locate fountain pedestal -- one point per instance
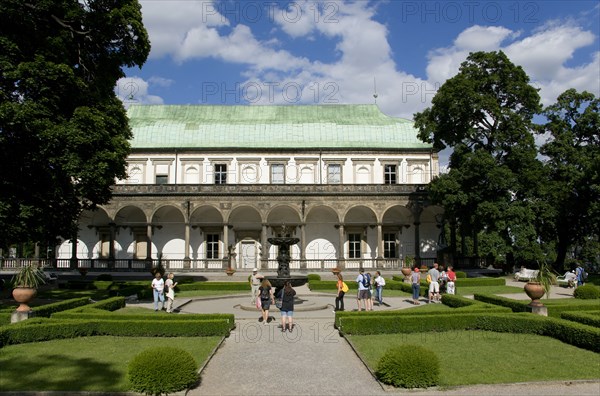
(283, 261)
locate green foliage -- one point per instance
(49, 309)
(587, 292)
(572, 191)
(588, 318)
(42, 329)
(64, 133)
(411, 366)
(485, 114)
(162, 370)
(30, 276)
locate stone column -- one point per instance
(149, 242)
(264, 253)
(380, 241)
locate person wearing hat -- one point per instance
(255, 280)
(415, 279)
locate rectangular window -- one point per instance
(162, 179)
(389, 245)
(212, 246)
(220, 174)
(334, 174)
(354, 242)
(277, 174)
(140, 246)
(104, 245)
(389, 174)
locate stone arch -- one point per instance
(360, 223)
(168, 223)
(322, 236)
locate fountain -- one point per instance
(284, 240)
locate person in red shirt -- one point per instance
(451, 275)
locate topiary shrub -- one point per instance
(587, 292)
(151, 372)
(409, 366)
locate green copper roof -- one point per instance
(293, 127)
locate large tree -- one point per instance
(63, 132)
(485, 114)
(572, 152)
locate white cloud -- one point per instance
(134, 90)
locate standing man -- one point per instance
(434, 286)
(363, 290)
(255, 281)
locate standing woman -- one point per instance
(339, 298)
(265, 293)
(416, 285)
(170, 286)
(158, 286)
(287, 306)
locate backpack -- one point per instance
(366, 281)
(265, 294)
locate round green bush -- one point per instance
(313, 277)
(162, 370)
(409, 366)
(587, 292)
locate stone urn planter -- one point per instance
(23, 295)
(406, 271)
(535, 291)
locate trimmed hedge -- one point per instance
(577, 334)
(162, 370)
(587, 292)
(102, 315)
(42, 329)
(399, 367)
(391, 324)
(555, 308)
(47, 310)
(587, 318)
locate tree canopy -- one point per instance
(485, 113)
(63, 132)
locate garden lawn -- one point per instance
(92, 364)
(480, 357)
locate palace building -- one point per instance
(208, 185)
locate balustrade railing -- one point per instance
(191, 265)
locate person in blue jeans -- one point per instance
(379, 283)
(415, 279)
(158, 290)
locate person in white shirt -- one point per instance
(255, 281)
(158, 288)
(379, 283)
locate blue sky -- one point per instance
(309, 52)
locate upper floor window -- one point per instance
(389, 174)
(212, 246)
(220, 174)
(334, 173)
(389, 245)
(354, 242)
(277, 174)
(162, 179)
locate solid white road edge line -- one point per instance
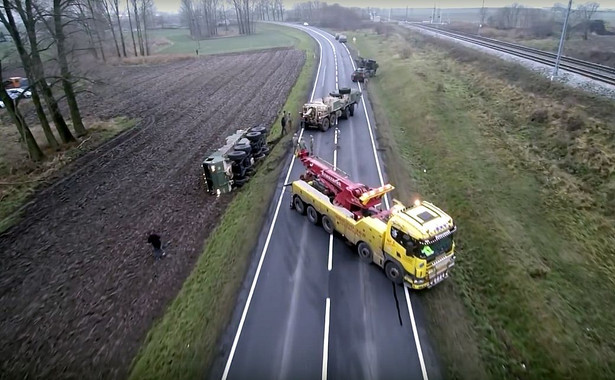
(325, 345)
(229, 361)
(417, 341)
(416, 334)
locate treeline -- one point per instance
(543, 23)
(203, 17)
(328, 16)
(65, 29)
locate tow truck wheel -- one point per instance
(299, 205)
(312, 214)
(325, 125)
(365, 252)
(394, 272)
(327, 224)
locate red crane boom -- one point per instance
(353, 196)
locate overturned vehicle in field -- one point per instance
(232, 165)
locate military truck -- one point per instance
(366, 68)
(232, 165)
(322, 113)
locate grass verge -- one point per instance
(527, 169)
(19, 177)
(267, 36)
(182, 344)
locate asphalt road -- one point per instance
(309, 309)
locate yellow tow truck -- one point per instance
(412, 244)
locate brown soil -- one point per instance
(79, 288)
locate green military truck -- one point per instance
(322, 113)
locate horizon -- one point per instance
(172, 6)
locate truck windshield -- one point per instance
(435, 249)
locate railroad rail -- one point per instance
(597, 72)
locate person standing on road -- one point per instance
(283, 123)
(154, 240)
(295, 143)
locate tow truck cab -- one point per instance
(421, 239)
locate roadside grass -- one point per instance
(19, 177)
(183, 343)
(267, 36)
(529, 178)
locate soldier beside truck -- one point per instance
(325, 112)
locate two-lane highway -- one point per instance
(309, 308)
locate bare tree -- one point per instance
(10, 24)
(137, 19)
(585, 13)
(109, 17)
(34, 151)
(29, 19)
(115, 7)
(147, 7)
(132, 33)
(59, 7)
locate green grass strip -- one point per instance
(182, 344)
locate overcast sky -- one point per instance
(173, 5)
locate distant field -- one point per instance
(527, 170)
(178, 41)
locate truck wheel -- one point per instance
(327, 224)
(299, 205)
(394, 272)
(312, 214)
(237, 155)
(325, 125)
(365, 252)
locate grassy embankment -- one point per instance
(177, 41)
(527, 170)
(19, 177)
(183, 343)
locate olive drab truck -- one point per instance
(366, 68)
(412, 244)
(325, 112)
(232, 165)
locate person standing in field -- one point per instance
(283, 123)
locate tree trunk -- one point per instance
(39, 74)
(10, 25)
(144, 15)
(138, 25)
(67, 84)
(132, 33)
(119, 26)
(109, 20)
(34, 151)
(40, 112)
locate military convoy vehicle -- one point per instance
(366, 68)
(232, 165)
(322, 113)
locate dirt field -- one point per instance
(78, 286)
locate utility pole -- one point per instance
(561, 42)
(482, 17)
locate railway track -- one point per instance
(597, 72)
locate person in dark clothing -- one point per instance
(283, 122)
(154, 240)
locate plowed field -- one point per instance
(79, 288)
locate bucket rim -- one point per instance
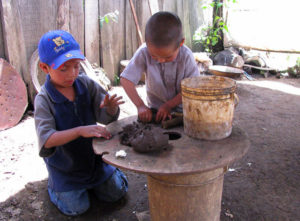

### [GIVEN INSTRUCTION]
Reproduce exactly the lines from the one with "locate truck wheel -- one point per instance" to the bottom of the listing, both ends included, and nothing else. Skip the pictures.

### [RESULT]
locate truck wheel -- one point per instance
(327, 224)
(299, 205)
(394, 272)
(312, 214)
(237, 155)
(325, 125)
(365, 252)
locate grassy embankment -- one point per instance
(177, 41)
(527, 170)
(19, 177)
(183, 343)
locate olive drab truck -- one point per instance
(366, 68)
(412, 244)
(325, 112)
(232, 165)
locate person standing in field -- one point per instance
(283, 123)
locate tree trunk -- one point per instance
(39, 74)
(10, 25)
(144, 15)
(138, 25)
(67, 84)
(132, 33)
(119, 26)
(109, 20)
(34, 151)
(40, 112)
locate military convoy vehicle -- one point per instance
(366, 68)
(232, 165)
(322, 113)
locate dirt field -- one point per instance
(78, 286)
locate utility pole -- one point per instance
(561, 42)
(482, 17)
locate railway track -- one point per instance
(597, 72)
locate person in dark clothing -- one point per instance
(283, 122)
(154, 240)
locate plowed field -- one point per instance
(79, 288)
locate bucket rim -- one point per instance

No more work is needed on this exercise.